Location identification items:

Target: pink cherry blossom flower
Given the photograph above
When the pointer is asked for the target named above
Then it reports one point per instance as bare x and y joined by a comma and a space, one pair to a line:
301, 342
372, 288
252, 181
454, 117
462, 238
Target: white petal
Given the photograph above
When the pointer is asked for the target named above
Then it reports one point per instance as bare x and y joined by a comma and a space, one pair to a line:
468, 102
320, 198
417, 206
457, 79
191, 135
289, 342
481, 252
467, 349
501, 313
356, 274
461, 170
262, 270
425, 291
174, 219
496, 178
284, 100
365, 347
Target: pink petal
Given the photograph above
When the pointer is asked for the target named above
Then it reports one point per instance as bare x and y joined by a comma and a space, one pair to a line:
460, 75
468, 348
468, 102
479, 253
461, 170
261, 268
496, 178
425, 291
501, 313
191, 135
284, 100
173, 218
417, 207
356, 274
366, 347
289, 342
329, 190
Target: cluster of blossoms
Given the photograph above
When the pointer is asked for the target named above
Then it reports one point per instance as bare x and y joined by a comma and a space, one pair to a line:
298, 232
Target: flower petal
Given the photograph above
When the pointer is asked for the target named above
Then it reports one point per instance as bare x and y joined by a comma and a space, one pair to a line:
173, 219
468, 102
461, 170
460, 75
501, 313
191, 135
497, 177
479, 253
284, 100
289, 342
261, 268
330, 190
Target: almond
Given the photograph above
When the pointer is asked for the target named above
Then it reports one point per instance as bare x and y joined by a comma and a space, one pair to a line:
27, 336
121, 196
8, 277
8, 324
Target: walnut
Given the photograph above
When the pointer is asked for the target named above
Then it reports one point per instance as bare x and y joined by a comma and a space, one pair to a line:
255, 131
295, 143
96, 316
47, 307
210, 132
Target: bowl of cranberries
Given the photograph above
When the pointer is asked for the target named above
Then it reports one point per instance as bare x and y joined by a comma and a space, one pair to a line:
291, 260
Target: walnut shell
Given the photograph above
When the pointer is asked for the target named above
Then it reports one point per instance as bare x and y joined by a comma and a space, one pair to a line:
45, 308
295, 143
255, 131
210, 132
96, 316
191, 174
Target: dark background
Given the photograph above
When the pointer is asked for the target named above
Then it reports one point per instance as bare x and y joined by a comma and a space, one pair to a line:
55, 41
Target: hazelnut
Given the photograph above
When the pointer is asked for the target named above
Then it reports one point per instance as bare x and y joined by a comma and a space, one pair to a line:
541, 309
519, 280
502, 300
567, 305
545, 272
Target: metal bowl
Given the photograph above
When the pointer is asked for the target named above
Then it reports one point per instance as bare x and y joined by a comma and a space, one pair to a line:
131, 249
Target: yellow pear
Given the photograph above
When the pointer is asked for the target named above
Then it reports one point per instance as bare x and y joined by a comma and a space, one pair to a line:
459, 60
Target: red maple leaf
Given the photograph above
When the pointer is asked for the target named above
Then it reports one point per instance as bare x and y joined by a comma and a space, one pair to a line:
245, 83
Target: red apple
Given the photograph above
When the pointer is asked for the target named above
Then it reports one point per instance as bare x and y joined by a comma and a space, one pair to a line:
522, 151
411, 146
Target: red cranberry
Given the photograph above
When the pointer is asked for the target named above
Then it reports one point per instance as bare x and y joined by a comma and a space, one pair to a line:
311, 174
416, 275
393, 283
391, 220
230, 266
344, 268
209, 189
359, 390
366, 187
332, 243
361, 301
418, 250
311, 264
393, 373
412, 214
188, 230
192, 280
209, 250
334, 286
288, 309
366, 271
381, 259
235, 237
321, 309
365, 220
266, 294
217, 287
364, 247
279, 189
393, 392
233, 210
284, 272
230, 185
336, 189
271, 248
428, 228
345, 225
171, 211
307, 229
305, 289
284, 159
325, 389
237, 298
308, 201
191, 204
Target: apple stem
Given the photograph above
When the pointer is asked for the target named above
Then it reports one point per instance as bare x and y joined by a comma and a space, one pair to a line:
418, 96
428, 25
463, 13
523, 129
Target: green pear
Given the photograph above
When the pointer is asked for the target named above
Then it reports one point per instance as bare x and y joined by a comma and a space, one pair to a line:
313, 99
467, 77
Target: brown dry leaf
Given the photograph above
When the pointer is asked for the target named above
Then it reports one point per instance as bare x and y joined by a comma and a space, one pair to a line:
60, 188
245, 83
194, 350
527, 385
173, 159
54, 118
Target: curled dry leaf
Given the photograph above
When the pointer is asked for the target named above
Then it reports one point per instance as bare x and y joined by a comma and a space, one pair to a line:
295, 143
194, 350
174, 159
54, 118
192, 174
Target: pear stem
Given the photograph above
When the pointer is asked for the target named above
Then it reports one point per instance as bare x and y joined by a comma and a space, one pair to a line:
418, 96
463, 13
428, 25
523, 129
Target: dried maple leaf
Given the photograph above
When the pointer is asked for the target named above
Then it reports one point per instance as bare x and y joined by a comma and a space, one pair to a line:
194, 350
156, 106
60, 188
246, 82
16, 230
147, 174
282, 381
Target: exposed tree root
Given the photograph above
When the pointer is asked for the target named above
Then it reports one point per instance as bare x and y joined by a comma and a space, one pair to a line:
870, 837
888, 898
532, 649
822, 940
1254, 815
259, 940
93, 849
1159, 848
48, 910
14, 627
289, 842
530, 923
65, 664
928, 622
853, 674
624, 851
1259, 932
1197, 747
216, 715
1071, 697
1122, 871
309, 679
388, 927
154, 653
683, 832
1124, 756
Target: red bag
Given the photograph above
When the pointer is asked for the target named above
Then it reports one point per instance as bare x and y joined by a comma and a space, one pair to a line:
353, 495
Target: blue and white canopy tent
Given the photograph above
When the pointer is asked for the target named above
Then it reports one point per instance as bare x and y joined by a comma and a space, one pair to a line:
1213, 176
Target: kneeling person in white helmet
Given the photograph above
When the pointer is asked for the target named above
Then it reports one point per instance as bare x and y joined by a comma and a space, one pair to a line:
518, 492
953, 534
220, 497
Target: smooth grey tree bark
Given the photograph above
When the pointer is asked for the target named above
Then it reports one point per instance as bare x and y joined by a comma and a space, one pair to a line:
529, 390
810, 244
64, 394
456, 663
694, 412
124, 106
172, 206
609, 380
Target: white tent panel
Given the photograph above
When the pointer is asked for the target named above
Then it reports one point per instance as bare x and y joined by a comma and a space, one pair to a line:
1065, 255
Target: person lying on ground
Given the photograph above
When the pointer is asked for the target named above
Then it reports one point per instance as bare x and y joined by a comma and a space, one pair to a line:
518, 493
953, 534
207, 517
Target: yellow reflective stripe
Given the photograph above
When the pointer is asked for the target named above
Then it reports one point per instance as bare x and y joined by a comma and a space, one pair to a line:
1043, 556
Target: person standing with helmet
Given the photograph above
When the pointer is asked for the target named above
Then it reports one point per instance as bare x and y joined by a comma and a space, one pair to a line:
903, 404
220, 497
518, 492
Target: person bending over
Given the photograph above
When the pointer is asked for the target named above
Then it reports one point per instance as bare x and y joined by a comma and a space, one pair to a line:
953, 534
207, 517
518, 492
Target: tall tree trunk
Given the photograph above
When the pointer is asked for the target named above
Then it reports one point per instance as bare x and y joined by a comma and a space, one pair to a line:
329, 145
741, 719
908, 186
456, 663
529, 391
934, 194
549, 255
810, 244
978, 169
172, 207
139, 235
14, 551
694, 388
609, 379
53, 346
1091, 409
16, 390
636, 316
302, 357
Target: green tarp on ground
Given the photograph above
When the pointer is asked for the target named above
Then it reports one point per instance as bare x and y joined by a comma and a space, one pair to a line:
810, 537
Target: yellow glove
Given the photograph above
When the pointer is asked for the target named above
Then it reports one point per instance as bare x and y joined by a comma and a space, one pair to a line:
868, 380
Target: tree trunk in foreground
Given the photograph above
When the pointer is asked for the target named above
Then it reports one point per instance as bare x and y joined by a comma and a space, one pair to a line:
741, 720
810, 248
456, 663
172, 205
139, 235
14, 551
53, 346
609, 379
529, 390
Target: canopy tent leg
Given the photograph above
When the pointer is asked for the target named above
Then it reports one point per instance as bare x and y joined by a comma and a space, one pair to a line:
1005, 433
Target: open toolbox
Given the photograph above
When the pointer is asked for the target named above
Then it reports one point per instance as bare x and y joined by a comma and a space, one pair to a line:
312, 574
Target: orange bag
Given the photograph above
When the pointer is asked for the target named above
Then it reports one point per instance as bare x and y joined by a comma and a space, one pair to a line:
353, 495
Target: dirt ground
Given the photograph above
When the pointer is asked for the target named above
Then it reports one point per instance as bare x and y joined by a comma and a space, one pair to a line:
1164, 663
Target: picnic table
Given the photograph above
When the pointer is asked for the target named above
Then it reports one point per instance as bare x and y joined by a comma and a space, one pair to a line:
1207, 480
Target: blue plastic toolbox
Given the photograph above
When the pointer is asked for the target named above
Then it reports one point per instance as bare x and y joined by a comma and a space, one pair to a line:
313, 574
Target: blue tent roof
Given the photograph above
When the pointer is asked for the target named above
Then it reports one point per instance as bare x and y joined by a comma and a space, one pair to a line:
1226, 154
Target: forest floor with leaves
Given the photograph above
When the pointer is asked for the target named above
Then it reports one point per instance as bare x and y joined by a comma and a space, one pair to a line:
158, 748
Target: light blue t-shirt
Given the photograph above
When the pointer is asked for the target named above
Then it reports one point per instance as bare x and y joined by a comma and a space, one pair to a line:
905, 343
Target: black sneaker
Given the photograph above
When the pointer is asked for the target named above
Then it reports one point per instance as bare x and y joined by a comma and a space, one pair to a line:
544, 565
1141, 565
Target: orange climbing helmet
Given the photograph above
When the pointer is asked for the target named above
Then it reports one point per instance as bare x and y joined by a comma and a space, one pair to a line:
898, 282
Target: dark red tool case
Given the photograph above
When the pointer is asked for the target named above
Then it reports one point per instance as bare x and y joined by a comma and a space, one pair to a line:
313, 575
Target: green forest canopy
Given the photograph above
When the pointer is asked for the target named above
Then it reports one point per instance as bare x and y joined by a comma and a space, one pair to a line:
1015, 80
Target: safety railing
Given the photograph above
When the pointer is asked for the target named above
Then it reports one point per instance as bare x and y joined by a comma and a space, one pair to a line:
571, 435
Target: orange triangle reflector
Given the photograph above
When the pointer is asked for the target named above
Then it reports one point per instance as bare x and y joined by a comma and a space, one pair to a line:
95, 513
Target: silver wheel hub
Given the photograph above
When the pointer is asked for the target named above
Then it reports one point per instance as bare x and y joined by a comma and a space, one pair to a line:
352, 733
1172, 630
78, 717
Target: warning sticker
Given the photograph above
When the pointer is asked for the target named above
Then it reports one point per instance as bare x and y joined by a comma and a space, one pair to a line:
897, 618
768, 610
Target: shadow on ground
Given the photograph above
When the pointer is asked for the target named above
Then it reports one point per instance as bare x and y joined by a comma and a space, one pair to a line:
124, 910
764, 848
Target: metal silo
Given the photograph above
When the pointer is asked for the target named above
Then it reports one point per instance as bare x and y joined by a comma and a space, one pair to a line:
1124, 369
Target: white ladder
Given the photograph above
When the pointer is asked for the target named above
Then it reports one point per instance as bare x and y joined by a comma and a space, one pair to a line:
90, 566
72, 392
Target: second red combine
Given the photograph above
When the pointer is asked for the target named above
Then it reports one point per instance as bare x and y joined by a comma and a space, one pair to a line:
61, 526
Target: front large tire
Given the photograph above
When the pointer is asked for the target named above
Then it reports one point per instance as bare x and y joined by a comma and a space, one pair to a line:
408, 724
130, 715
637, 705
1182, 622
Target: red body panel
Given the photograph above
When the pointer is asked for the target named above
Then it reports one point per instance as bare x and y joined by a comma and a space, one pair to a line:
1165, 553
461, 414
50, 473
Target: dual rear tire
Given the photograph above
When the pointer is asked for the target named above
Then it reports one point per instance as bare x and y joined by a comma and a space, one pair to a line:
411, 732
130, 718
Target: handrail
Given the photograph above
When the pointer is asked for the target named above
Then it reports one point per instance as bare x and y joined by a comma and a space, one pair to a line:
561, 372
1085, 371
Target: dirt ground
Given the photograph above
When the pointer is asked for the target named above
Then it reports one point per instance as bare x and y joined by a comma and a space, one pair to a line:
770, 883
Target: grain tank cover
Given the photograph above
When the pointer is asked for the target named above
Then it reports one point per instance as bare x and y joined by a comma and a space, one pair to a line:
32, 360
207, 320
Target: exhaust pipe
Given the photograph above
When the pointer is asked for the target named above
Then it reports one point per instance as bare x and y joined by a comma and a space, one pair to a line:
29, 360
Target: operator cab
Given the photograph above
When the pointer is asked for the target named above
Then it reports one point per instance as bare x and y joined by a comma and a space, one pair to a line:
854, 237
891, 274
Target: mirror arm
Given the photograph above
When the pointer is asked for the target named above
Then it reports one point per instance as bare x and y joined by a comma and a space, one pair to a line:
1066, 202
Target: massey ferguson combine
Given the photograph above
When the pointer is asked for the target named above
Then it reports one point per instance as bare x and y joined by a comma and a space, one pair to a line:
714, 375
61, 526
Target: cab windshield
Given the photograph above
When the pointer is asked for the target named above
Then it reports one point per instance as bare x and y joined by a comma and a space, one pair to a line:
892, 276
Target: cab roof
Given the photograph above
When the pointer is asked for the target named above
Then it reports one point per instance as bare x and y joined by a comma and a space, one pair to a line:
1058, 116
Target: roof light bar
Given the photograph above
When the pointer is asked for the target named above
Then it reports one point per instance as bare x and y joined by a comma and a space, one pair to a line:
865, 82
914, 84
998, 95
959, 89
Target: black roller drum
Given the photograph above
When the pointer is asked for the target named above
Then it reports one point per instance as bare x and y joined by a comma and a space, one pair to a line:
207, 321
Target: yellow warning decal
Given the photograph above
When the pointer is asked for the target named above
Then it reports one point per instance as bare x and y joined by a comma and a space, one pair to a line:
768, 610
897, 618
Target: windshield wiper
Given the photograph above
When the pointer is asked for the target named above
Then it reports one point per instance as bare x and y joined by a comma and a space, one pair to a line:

Requirement:
Transcribe exactly the line containing "Target: black roller drum" and all remaining lines of the material, ending with the last one.

Completed task:
Target: black roller drum
Given the photograph above
When the pointer is asked for the target named above
Then it reports one point per instance as bare x and y joined by a comma and a space, one pair to a line:
207, 321
Target: yellow warning decal
Given the photograph above
When the pointer is asked for the target named above
Then it reports one point per instance as bare x and y joined by a comma and a space, one pair to a line:
768, 610
897, 618
Target: windshield wiper
Given the photograph above
When the pointer is asked for the target named above
Then it reports one point per instance as bare x and y joined by a comma and a space, one pair to a line:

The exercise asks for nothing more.